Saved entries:

· · ·

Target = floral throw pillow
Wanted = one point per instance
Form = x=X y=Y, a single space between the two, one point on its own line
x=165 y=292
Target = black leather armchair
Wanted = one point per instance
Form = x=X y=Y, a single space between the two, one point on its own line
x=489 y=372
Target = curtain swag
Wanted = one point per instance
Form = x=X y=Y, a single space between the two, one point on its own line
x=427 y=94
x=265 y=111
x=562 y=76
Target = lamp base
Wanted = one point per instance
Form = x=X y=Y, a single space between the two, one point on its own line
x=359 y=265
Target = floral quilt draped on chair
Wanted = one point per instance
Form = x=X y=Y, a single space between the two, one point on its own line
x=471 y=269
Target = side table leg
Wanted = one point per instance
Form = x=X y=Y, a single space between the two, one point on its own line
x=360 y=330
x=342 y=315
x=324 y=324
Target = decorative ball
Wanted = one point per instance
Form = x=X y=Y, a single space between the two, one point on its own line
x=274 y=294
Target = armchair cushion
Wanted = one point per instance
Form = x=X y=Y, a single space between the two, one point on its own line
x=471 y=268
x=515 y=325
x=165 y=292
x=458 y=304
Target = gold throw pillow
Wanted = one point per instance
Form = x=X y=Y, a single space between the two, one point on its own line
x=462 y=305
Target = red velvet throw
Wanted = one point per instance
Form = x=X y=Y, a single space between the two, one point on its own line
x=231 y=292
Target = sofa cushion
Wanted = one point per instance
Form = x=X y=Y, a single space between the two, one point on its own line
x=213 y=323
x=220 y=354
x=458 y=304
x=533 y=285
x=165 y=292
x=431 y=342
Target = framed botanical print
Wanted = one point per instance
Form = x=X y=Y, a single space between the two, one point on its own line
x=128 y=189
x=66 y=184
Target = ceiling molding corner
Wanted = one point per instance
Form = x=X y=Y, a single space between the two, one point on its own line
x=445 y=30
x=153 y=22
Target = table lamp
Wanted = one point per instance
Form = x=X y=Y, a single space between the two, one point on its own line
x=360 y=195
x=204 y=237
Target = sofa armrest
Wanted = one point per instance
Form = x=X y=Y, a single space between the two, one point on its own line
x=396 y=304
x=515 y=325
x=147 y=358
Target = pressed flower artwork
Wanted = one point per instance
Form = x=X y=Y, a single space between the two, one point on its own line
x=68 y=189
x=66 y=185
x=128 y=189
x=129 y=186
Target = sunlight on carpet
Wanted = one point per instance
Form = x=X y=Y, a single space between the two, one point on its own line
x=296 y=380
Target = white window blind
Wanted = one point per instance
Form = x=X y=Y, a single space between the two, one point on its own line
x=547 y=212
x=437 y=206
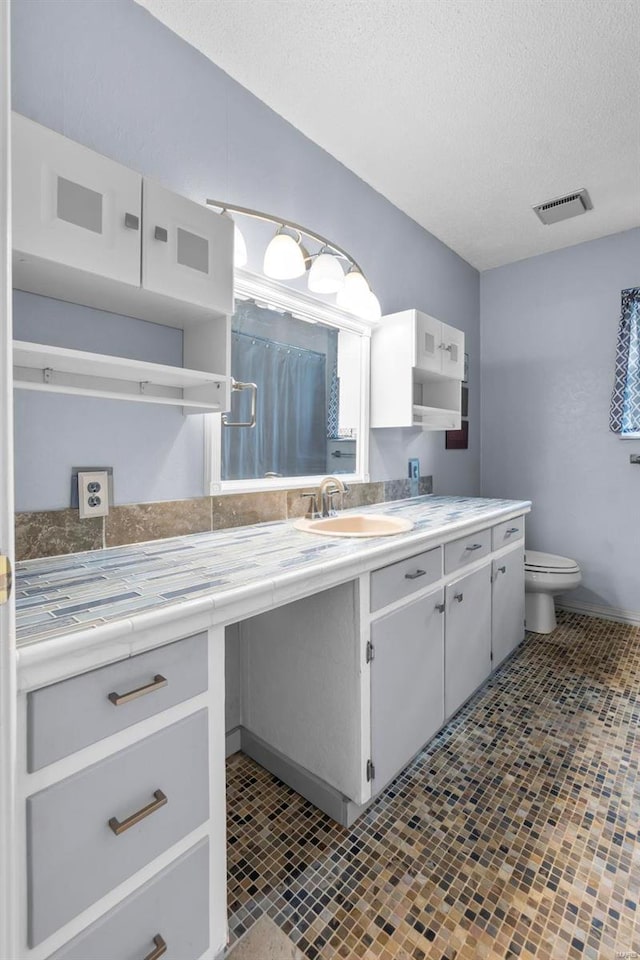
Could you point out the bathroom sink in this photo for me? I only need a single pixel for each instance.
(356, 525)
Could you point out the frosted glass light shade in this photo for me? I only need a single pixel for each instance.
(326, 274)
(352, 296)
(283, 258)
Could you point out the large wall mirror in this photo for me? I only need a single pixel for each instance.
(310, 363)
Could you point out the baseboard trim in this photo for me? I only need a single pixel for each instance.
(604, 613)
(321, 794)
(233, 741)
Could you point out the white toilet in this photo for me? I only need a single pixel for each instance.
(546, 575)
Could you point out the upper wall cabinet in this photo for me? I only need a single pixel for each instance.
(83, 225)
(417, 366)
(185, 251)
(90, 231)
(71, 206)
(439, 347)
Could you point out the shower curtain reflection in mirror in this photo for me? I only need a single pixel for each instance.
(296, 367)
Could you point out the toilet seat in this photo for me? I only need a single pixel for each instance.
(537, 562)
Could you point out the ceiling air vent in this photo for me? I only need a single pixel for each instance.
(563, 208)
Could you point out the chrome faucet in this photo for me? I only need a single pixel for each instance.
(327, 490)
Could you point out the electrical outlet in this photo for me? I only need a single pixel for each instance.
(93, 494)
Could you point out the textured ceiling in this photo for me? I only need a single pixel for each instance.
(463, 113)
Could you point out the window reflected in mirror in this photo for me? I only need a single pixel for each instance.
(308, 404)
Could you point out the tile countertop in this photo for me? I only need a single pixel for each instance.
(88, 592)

· · ·

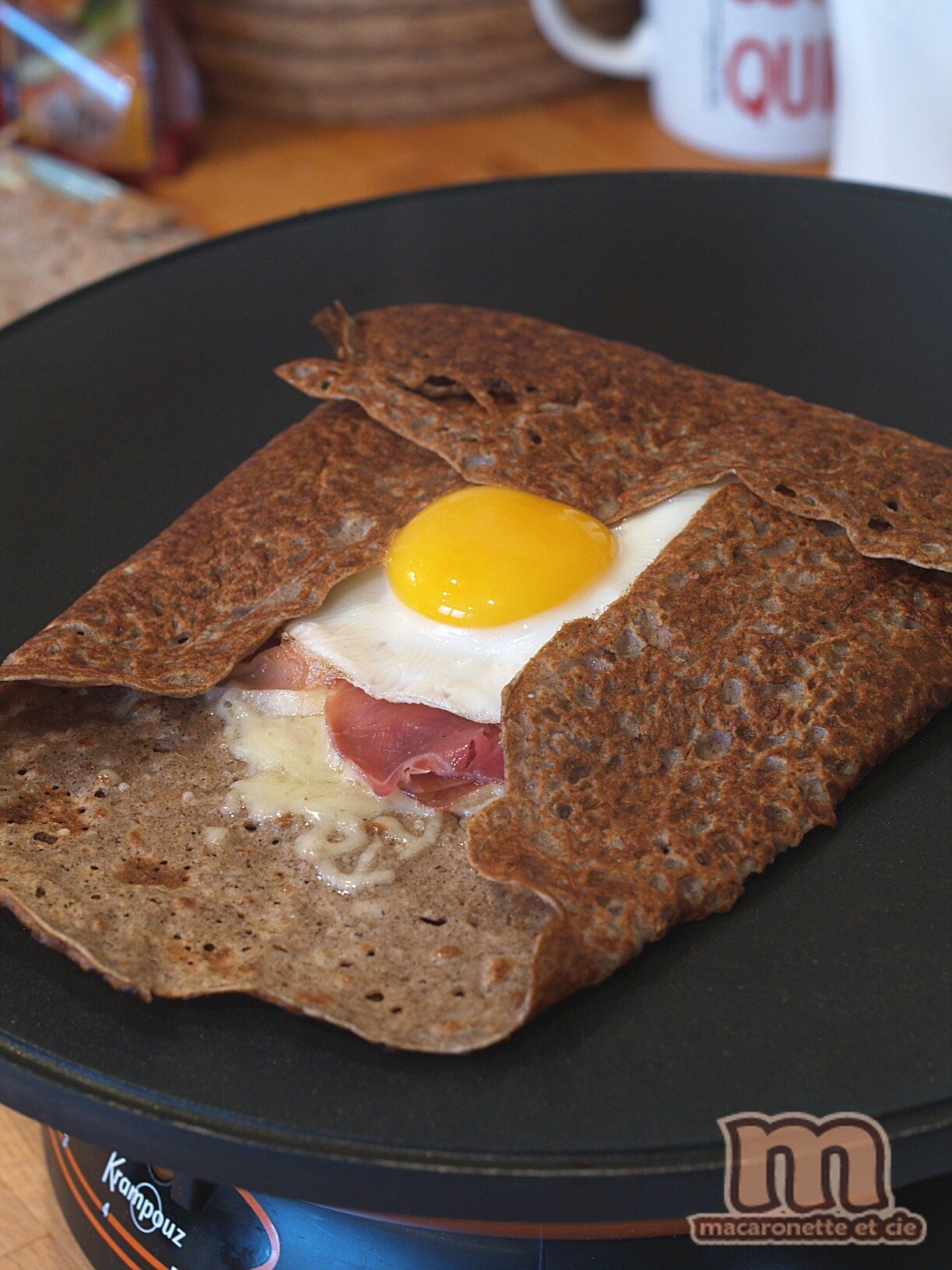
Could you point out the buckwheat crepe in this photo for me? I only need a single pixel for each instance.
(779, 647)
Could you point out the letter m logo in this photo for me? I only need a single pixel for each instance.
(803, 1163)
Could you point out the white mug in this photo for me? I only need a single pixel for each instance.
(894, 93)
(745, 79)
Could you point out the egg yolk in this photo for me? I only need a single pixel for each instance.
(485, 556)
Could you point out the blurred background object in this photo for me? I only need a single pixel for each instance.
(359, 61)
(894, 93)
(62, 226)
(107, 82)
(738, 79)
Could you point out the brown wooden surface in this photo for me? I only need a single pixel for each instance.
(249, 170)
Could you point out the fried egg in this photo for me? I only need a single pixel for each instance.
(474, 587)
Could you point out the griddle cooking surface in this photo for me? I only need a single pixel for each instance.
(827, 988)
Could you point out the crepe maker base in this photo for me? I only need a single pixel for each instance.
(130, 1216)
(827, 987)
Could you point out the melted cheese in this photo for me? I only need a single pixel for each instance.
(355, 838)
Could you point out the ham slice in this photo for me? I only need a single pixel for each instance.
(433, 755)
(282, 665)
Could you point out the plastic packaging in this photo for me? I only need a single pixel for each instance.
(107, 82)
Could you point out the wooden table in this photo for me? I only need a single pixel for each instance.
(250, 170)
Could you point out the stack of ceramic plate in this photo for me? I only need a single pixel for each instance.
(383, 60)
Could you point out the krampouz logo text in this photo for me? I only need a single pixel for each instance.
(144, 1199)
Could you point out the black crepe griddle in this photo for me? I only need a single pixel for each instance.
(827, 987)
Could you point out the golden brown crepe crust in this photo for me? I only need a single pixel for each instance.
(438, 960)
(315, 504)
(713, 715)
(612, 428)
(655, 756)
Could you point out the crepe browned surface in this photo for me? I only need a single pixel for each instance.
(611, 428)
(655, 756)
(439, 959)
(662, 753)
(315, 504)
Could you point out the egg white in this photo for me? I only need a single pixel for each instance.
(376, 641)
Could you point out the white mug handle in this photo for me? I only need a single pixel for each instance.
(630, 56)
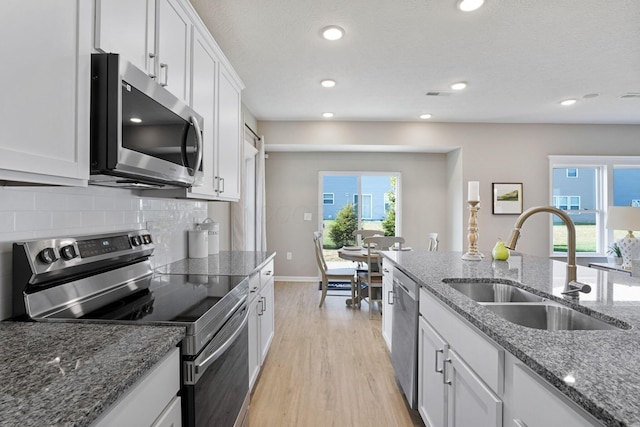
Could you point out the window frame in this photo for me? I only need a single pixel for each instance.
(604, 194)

· · ·

Required work: Collect each line above holding the string "throw".

Your response:
Target = floral throw pillow
Target = gold throw pillow
Target = red velvet throw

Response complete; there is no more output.